--- Start ---
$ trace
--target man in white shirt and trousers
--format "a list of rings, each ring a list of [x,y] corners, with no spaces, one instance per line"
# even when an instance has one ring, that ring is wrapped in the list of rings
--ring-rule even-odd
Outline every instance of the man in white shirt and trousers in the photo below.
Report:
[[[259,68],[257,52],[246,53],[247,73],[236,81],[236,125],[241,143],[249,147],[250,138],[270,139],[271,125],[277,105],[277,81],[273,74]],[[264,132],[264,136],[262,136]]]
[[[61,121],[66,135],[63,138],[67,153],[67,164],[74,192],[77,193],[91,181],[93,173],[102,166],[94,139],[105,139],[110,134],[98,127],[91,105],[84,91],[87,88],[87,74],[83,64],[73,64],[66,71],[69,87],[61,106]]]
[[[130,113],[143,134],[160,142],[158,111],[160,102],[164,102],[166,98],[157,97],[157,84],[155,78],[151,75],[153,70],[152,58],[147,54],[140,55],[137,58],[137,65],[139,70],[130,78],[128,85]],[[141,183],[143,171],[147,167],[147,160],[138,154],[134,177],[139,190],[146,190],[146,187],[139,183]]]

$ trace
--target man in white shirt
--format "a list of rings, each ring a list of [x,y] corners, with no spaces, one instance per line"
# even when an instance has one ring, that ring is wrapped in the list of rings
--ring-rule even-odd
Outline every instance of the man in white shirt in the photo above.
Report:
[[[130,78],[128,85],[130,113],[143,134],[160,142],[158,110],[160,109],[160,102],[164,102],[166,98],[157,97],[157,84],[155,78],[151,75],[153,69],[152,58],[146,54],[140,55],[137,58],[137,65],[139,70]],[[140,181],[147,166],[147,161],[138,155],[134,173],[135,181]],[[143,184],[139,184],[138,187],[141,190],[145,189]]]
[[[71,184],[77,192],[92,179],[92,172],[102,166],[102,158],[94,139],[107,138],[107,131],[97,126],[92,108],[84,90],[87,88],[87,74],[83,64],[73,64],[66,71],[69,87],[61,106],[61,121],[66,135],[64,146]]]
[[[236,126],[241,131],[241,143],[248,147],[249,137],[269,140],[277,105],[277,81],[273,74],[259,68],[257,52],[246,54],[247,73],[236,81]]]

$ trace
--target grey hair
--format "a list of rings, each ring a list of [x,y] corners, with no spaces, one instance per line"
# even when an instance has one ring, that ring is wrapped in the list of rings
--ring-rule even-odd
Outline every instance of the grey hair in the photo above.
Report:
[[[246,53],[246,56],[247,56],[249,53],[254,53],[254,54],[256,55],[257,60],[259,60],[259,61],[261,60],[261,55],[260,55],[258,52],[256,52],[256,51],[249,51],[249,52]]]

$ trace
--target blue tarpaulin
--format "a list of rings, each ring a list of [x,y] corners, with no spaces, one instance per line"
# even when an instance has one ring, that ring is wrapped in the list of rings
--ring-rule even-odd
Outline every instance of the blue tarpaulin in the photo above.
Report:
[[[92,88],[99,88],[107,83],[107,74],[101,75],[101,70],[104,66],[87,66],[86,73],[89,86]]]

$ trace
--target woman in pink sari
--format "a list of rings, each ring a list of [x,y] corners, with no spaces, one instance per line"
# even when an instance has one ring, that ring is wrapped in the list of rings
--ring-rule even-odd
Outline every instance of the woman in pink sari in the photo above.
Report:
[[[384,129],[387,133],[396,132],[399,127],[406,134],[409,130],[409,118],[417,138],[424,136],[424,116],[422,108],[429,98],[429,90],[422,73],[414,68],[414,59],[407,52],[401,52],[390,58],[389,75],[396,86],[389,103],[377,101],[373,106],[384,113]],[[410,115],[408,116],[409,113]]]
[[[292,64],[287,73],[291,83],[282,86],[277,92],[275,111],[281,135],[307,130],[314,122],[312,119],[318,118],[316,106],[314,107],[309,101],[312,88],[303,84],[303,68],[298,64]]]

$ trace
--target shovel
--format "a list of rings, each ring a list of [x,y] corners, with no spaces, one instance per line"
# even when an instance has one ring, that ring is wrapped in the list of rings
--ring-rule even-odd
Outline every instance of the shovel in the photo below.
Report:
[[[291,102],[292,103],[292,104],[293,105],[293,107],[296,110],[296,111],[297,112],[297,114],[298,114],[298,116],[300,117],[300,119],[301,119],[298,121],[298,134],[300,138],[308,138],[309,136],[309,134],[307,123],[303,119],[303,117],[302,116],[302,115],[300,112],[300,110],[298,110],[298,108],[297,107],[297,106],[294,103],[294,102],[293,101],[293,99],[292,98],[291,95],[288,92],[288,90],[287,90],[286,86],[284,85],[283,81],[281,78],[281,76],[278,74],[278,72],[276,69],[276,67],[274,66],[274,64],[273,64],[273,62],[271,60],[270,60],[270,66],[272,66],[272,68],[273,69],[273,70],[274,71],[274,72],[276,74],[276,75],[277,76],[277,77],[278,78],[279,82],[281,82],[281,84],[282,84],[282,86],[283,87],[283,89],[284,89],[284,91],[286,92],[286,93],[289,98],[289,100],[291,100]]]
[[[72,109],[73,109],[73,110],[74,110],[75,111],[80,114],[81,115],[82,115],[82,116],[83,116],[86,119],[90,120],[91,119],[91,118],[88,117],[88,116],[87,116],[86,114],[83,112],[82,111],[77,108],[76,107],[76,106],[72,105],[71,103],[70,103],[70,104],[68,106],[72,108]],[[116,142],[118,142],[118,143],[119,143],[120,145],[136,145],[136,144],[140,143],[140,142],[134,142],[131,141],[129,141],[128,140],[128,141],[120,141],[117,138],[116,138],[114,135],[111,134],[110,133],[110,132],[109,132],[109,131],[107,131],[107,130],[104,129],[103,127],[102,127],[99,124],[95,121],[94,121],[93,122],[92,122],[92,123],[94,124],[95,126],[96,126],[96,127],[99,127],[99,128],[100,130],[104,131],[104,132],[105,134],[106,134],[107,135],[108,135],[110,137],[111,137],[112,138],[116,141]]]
--- End ---
■ Task goal: Copy out each line of the data above that contains the word "grey", reproducing every such line in full.

■ The completed task:
--target grey hair
Outline every instance of the grey hair in the photo above.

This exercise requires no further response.